> _Excerto fornecido_
Aos mal informados que ainda subsistem, eu cozinho muito bem. Não cozinho de acordo com a tradição, inovo a cada refeição. Procuro a saúde nos alimentos e trato-os bem, realçando os seus sabores naturais e combinando-os em sinergias perfeitas.
Nesta quadra festiva, embora eu não siga a tradição, tinha abóbora e decidi fazer uma das receitas tradicionais: bilharacos. E foi um desastre!
Como é comum em mim, a receita serviu de mera orientação, eu acrescentei vários ingredientes para a tornar saudável. Substituí o fermento químico por fermento natural mas mal calculei a quantidade e o sabor ficou ...hum... mau. À abóbora não dei o tratamento tradicional, por desconhecimento, e o excesso de água tornou a massa demasiado líquida.
Do sabor à textura, à fritura, nada correu bem. E para os que pensam que só acontece aos outros, não se iludam, acontece-nos a todos, bons e nem tão bons cozinheiros. De quando em vez lá vem uma desgraça, mas na cozinha, pelo menos, as desgraças tendem a vir sós.

> _Material extraído_
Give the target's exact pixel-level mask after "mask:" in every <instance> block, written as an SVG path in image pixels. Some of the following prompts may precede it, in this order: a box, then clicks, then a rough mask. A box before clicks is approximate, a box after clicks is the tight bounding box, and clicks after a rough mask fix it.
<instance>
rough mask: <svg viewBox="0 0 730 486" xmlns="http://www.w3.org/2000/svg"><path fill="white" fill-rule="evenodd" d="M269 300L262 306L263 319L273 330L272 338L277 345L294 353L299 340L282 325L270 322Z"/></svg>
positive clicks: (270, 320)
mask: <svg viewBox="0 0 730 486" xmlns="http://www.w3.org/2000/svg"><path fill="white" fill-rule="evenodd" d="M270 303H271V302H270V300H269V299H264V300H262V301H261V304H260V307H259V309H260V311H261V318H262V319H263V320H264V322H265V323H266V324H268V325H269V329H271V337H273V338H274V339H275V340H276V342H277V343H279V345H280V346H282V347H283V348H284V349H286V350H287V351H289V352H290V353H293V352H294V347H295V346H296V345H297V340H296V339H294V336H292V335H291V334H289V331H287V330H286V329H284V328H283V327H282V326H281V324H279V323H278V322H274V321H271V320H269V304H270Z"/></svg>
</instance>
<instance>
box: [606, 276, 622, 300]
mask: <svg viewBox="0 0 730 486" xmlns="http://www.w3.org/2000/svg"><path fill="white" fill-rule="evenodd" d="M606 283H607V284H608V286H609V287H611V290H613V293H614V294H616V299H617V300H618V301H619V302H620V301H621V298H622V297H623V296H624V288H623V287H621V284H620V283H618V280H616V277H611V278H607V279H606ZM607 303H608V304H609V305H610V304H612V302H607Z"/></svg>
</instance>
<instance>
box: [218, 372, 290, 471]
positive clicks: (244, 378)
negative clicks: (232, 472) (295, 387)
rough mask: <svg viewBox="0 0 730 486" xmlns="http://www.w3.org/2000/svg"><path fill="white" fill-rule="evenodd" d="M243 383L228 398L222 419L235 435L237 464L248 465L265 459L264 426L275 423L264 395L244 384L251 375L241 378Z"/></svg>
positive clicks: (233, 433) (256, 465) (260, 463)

> _O que vais fazer_
Transcreve integralmente o excerto sobre os bilharacos. A listagem não é necessária para este exercício.

> _Resposta ao exercício_
Aos mal informados que ainda subsistem, eu cozinho muito bem. Não cozinho de acordo com a tradição, inovo a cada refeição. Procuro a saúde nos alimentos e trato-os bem, realçando os seus sabores naturais e combinando-os em sinergias perfeitas.
Nesta quadra festiva, embora eu não siga a tradição, tinha abóbora e decidi fazer uma das receitas tradicionais: bilharacos. E foi um desastre!
Como é comum em mim, a receita serviu de mera orientação, eu acrescentei vários ingredientes para a tornar saudável. Substituí o fermento químico por fermento natural mas mal calculei a quantidade e o sabor ficou ...hum... mau. À abóbora não dei o tratamento tradicional, por desconhecimento, e o excesso de água tornou a massa demasiado líquida.
Do sabor à textura, à fritura, nada correu bem. E para os que pensam que só acontece aos outros, não se iludam, acontece-nos a todos, bons e nem tão bons cozinheiros. De quando em vez lá vem uma desgraça, mas na cozinha, pelo menos, as desgraças tendem a vir sós.